● Quesito breve 1
Secondo la recensione di Orphan, dove lavorano la madre di Sari e la madre di Andor?
● Quesito breve 2
Cita dalla recensione di Orphan il brano compreso tra "Di Hirsch non" e "corso del tempo.", estremi inclusi.

● Brano selezionato
****

Orphan **
Il terzo film dell’ebreo ungherese Laszlo Nemes comincia quattro anni dopo la fine della Seconda Guerra Mondiale, quando il piccolo Andor – nato durante il conflitto – viene riabbracciato dalla madre Klara dopo aver trascorso in orfanotrofio i suoi primi anni di vita.
Ritornati a Budapest nella casa di famiglia, madre e figlio attendono inutilmente per anni il ritorno di Hirsch, il marito deportato nei campi di sterminio.
Nel frattempo la repressione di stato ha vanificato le spinte libertarie della primavera precedente: Tamas, il fratello di Sari, la migliore amica di Andor, è costretto in clandestinità a nascondersi tra le rovine di un palazzo, cercando di evitare che la polizia politica lo trovi.
La madre di Sari e la madre di Andor lavorano entrambe in un negozio di alimentari gestito dal regime.
Di Hirsch non ci sono tracce, ma a casa di Andor si presenta invece un altro uomo, corpulento, a bordo di un sidecar. E’ Mihaly Berend, un macellaio con tanti agganci nel partito, che viene dalla provincia e che ha nascosto la madre di Andor durante la Guerra. Ora che la sua famiglia l’ha abbandonato vuole prendere in sposa la donna.
Mihaly dice anche di essere il padre di Andor, mettendo in crisi le certezze del ragazzino, che rifiuta categoricamente una verità che le bugie materne hanno reso insostenibile nel corso del tempo.
Il nuovo film di Nemes si muove ondivago in una città ancora devastata dalle scorie della guerra e da quelle molto più recenti della rivolta dell’anno precedente, sedata nel sangue dal regime comunista.

****

Record archiviati di una raccolta:
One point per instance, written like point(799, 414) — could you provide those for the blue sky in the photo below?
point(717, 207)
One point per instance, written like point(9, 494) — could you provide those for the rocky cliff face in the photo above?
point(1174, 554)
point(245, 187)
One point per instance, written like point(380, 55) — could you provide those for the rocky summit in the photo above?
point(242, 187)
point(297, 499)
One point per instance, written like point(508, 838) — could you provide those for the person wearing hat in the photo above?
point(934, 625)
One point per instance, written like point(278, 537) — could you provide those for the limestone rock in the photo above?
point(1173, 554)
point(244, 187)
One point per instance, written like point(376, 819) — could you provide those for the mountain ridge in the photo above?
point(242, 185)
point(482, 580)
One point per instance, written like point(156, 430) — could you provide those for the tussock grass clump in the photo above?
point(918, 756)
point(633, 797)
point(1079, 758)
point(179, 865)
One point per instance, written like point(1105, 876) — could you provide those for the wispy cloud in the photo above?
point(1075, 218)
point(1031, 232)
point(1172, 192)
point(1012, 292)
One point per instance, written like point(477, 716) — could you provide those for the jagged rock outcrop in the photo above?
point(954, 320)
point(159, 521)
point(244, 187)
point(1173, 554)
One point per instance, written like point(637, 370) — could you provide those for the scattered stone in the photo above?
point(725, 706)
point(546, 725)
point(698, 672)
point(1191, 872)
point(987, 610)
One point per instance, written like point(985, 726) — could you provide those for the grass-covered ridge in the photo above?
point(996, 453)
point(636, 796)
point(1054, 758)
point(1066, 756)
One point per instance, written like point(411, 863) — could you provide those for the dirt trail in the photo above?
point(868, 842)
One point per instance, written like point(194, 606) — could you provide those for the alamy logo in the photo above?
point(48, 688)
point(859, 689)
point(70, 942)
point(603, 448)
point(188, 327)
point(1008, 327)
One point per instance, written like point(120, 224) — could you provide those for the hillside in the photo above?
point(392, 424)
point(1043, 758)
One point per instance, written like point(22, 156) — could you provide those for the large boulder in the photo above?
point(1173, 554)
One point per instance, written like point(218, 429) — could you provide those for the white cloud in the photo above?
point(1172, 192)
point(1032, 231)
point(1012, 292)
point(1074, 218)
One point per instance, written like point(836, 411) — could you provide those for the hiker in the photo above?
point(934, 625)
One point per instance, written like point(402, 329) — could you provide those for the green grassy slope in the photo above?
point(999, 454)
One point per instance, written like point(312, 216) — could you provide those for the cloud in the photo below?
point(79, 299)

****

● Risposta completa 1
In un negozio di alimentari gestito dal regime.

● Risposta completa 2
Di Hirsch non ci sono tracce, ma a casa di Andor si presenta invece un altro uomo, corpulento, a bordo di un sidecar. E’ Mihaly Berend, un macellaio con tanti agganci nel partito, che viene dalla provincia e che ha nascosto la madre di Andor durante la Guerra. Ora che la sua famiglia l’ha abbandonato vuole prendere in sposa la donna.
Mihaly dice anche di essere il padre di Andor, mettendo in crisi le certezze del ragazzino, che rifiuta categoricamente una verità che le bugie materne hanno reso insostenibile nel corso del tempo.